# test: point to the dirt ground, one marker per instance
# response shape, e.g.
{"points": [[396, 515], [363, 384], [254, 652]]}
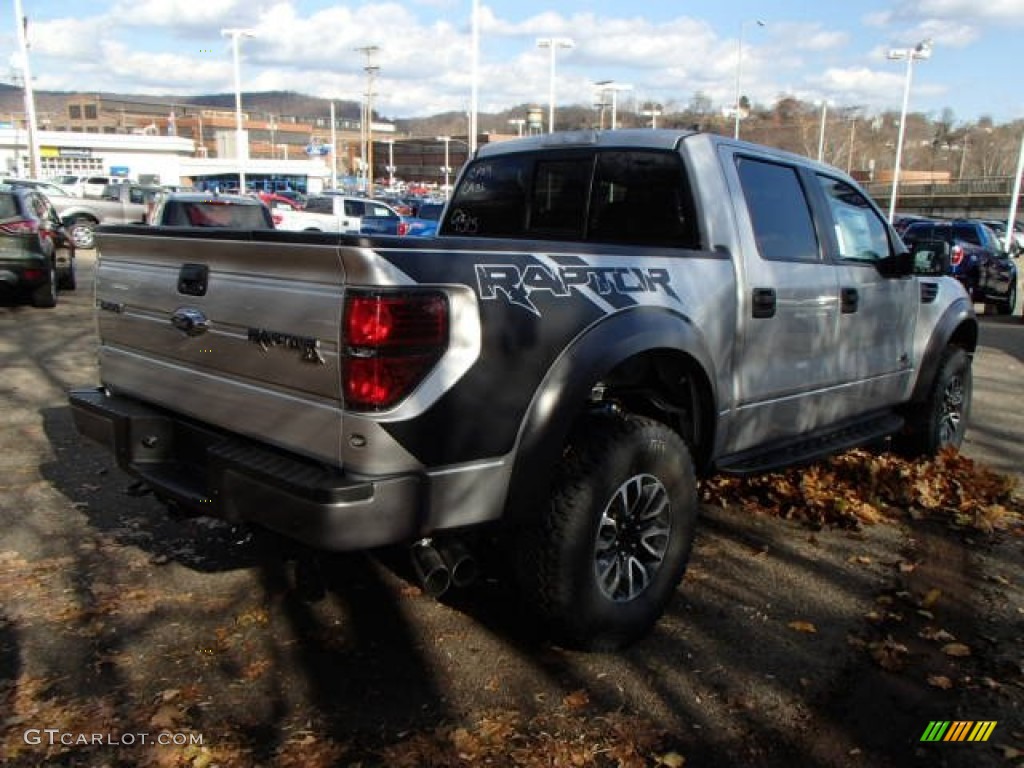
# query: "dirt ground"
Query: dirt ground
{"points": [[787, 644]]}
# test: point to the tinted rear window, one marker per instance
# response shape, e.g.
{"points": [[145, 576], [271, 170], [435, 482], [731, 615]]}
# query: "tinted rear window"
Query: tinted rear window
{"points": [[213, 214], [8, 207], [607, 196]]}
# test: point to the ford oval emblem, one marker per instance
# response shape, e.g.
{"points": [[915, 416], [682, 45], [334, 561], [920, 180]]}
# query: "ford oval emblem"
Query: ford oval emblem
{"points": [[189, 321]]}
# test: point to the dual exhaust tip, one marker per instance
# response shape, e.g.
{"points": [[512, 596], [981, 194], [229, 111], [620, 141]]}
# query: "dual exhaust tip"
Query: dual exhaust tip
{"points": [[440, 565]]}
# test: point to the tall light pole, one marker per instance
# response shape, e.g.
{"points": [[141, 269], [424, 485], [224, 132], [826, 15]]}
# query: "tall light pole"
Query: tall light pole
{"points": [[474, 76], [922, 51], [446, 168], [367, 123], [236, 35], [653, 114], [610, 86], [390, 162], [30, 100], [739, 69], [554, 43], [821, 131], [1012, 213]]}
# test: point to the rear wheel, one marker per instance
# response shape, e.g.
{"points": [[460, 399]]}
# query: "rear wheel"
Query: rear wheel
{"points": [[80, 229], [940, 421], [607, 556]]}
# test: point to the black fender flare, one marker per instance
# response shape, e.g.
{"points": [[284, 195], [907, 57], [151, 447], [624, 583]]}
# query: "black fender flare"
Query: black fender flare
{"points": [[565, 391], [956, 326]]}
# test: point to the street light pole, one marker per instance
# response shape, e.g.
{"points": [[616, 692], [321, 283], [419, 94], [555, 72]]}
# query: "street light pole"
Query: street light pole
{"points": [[652, 113], [236, 35], [446, 168], [367, 127], [739, 68], [610, 86], [390, 162], [922, 50], [475, 77], [554, 43], [821, 132], [30, 100]]}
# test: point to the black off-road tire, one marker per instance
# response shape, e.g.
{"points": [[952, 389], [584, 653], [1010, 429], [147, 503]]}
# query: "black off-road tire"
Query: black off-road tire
{"points": [[624, 502], [81, 230], [941, 420], [46, 295]]}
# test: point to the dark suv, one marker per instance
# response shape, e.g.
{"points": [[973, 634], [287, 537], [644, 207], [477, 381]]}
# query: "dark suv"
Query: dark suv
{"points": [[976, 259], [37, 257]]}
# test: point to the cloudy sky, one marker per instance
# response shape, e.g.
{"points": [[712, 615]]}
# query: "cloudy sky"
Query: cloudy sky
{"points": [[667, 51]]}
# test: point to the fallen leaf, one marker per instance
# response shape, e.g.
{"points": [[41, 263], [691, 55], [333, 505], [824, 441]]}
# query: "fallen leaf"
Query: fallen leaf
{"points": [[577, 699], [672, 760], [955, 649], [803, 627]]}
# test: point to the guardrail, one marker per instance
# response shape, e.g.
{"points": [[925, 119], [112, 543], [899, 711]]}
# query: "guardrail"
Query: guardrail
{"points": [[969, 187]]}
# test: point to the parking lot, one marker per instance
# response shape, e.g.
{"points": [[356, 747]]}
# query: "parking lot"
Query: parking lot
{"points": [[785, 645]]}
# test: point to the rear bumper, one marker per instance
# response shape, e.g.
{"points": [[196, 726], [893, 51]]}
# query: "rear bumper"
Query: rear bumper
{"points": [[207, 472]]}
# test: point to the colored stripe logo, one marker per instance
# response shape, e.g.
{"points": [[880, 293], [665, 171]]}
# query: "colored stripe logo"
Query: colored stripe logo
{"points": [[958, 730]]}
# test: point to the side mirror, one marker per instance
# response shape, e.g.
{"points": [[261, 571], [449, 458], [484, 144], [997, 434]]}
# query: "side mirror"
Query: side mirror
{"points": [[899, 264], [931, 257]]}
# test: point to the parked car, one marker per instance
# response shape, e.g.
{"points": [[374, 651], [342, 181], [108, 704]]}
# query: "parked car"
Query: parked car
{"points": [[37, 256], [1016, 244], [209, 210], [424, 223], [902, 220], [338, 213], [86, 185], [120, 204], [46, 187], [976, 259]]}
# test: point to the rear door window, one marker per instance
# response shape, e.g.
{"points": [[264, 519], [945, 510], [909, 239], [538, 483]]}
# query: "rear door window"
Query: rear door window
{"points": [[779, 212]]}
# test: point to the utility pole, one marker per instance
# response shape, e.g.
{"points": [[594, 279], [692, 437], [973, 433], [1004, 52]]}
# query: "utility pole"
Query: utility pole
{"points": [[30, 101], [368, 116], [240, 142], [334, 151]]}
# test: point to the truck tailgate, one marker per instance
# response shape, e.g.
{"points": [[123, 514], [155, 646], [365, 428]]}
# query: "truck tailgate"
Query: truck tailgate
{"points": [[242, 334]]}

========

● **EXERCISE DESCRIPTION**
When printing the entries, leave out the images and keep everything else exact.

● **SOLUTION**
# test: point to the dirt ground, one marker per instance
# response shape, e.g.
{"points": [[396, 515], [363, 384], [254, 652]]}
# query: "dirt ground"
Query: dirt ground
{"points": [[787, 644]]}
# test: point to the tinted rear window, one marker per instance
# response shape, e.g.
{"points": [[145, 576], [271, 170], [435, 482], [731, 615]]}
# query: "tinted rear window"
Query: tinted rear window
{"points": [[213, 214], [8, 207], [607, 196]]}
# test: point to the ford oval emblem, one marker per instance
# response shape, e.g.
{"points": [[915, 416], [682, 45], [334, 561], [920, 180]]}
# query: "ford oval emblem"
Query: ford oval emblem
{"points": [[189, 321]]}
# test: point to the dual exhaust tip, one marker per instance
# response shape, e.g.
{"points": [[512, 596], [981, 194], [229, 111], [620, 141]]}
# query: "dual exhaust tip"
Query: dual exhaust tip
{"points": [[440, 565]]}
# test: point to the tall light pole, one marker per instance
# response shape, e.g.
{"points": [[141, 269], [424, 485], [224, 132], [826, 15]]}
# query: "tall light pole"
Query: tall light pole
{"points": [[474, 76], [922, 51], [446, 168], [367, 123], [236, 35], [653, 114], [610, 86], [390, 162], [30, 100], [739, 69], [554, 43], [821, 131], [1012, 213]]}
# test: point to the rear wheel, one marker per instance
# response shape, e.g.
{"points": [[460, 399]]}
# query: "rear wheel"
Query: rear wheel
{"points": [[80, 229], [940, 421], [607, 556]]}
# test: point to the black fender flare, one marker per instance
# response shape, e.g.
{"points": [[284, 195], [907, 57], [151, 447], [624, 583]]}
# query: "black fender flare"
Query: black fender flare
{"points": [[565, 391], [956, 326]]}
# test: point to the street light pole, one marker per instance
# response shape, e.g.
{"points": [[616, 692], [321, 283], [419, 94], [555, 72]]}
# query: "street light pole"
Query: street light pole
{"points": [[652, 113], [236, 35], [446, 168], [367, 127], [739, 68], [610, 86], [390, 162], [922, 50], [475, 77], [554, 43], [821, 132], [30, 100]]}
# test: point to the black off-road tire, one marker per instance
# response shape, e.g.
{"points": [[952, 389], [584, 653], [1010, 429], [147, 503]]}
# query: "black off-road tire"
Query: black off-road tire
{"points": [[624, 502], [81, 230], [941, 420], [46, 295]]}
# test: point to the dark suv, one marker per instance
# response shape, e.g.
{"points": [[973, 634], [287, 537], [644, 207], [477, 381]]}
# query: "dark suv"
Query: dark suv
{"points": [[976, 259], [37, 257]]}
# test: point to the cloudy sky, one marker per instance
# response shape, e.g.
{"points": [[712, 615]]}
# query: "cloudy sky"
Query: cloudy sky
{"points": [[667, 51]]}
# test: point to the fallen leaf, one marker per instance
# response shape, e.g.
{"points": [[41, 263], [691, 55], [333, 505], [824, 441]]}
# query: "fallen leaf"
Query: fallen leaf
{"points": [[577, 699], [672, 760], [955, 649], [803, 627]]}
# test: point to the guardrail, one marker per instance
# response shape, e.g.
{"points": [[925, 119], [112, 543], [899, 711]]}
# query: "guardrail"
Query: guardrail
{"points": [[969, 187]]}
# test: point to the parking lot, one marker per instance
# response shape, e.g.
{"points": [[356, 747]]}
# query: "parking lot"
Query: parking lot
{"points": [[785, 645]]}
# test: point to the rear bumper, one marker per instance
# response shape, e.g.
{"points": [[196, 726], [893, 51]]}
# query: "rear bumper"
Query: rear bumper
{"points": [[207, 472]]}
# test: point to the colored stripe logo, one marker per instance
# response shape, e.g.
{"points": [[880, 293], [665, 171]]}
# query: "colored stripe logo"
Query: colored stripe logo
{"points": [[958, 730]]}
# test: point to the side mirror, one marker per instance
# response shape, e.g.
{"points": [[261, 571], [449, 458], [484, 144], [997, 434]]}
# query: "side mirror"
Query: side mirror
{"points": [[899, 264], [931, 257]]}
# test: point to the parked car, one marker per instance
# response shape, e.g.
{"points": [[374, 651], [342, 181], [108, 704]]}
# query: "parked car"
Query: parked car
{"points": [[37, 256], [1016, 244], [209, 210], [424, 223], [902, 220], [338, 213], [86, 185], [120, 204], [46, 187], [976, 259]]}
# test: point to the rear door window, one marker per instance
# response shape, e.g.
{"points": [[264, 519], [945, 510], [909, 239], [538, 483]]}
# query: "rear door window"
Query: rear door window
{"points": [[779, 212]]}
# test: point to the utility pole, one marker per instance
# response shape, e.g.
{"points": [[594, 279], [692, 437], [973, 433], [1004, 52]]}
# query: "utility pole"
Query: utility pole
{"points": [[30, 101], [368, 116], [240, 142], [334, 151]]}
# test: point to the truck tailgate, one marker per instance
# response shape, e.g.
{"points": [[123, 514], [155, 646], [365, 428]]}
# query: "truck tailgate"
Query: truck tailgate
{"points": [[242, 334]]}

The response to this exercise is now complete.